A fronte del divieto di mobilità esteso oramai su tutto il territorio nazionale, ed alla chiusura delle attività commerciali ad esclusione delle filiere alimentari, non sono state fermate tutte le fabbriche e gli altri posti di lavoro non essenziali e non sono state organizzate ancora oggi al loro interno forme sufficienti di garanzia e protezione rispetto alla possibile epidemia del virus.
Lo stesso decreto del Presidente del Consiglio del 22/03/2020 che dispone la chiusura delle fabbriche e delle lavorazioni non essenziali è largamente insufficiente a garantire la salute e la incolumità dei lavoratori.
L’elenco delle attività economiche allegato al decreto (codici ATECO), dove si prevede e garantisce la continuità delle lavorazioni, ha subito sotto la pressione di Confindustria un ampliamento fino ad arrivare a settori niente affatto indispensabili e necessari.

▶ **Consegna**
Trascriva per intero il testo sulla chiusura delle attività non essenziali, senza apportarvi alcuna modifica. Per lo svolgimento si faccia riferimento esclusivamente al testo riportato.

▶ **Materiale estratto**
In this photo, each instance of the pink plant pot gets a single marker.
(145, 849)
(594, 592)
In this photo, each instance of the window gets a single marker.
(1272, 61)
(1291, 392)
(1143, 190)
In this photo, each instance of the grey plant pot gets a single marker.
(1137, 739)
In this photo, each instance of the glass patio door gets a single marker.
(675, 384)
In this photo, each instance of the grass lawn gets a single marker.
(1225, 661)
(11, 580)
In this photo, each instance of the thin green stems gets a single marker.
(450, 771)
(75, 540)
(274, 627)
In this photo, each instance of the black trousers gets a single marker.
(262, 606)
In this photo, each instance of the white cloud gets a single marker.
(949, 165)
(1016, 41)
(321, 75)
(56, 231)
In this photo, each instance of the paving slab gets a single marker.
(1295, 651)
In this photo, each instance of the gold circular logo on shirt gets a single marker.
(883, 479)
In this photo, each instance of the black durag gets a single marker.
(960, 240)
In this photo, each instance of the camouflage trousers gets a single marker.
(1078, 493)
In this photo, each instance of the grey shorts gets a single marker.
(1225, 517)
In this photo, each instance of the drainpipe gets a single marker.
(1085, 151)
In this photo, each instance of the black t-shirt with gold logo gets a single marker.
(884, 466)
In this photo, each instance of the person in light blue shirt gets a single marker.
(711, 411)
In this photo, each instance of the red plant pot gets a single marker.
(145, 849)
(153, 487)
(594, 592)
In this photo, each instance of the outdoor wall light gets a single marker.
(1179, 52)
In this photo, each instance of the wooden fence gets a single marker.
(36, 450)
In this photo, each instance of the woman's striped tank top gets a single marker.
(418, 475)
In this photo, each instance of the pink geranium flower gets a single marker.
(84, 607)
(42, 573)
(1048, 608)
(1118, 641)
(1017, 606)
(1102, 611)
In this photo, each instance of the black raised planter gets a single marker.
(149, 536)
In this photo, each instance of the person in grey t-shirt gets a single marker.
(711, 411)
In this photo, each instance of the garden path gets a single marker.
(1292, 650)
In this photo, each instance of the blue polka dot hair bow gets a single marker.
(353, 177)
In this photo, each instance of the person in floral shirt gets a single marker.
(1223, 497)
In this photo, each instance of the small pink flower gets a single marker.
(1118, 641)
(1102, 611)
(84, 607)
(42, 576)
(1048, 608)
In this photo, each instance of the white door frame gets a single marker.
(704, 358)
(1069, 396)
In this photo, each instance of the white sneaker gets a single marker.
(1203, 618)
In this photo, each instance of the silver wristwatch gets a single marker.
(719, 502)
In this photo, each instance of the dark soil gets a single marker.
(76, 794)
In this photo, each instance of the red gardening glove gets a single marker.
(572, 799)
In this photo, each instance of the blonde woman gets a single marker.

▶ **Esercizio svolto**
A fronte del divieto di mobilità esteso oramai su tutto il territorio nazionale, ed alla chiusura delle attività commerciali ad esclusione delle filiere alimentari, non sono state fermate tutte le fabbriche e gli altri posti di lavoro non essenziali e non sono state organizzate ancora oggi al loro interno forme sufficienti di garanzia e protezione rispetto alla possibile epidemia del virus.
Lo stesso decreto del Presidente del Consiglio del 22/03/2020 che dispone la chiusura delle fabbriche e delle lavorazioni non essenziali è largamente insufficiente a garantire la salute e la incolumità dei lavoratori.
L’elenco delle attività economiche allegato al decreto (codici ATECO), dove si prevede e garantisce la continuità delle lavorazioni, ha subito sotto la pressione di Confindustria un ampliamento fino ad arrivare a settori niente affatto indispensabili e necessari.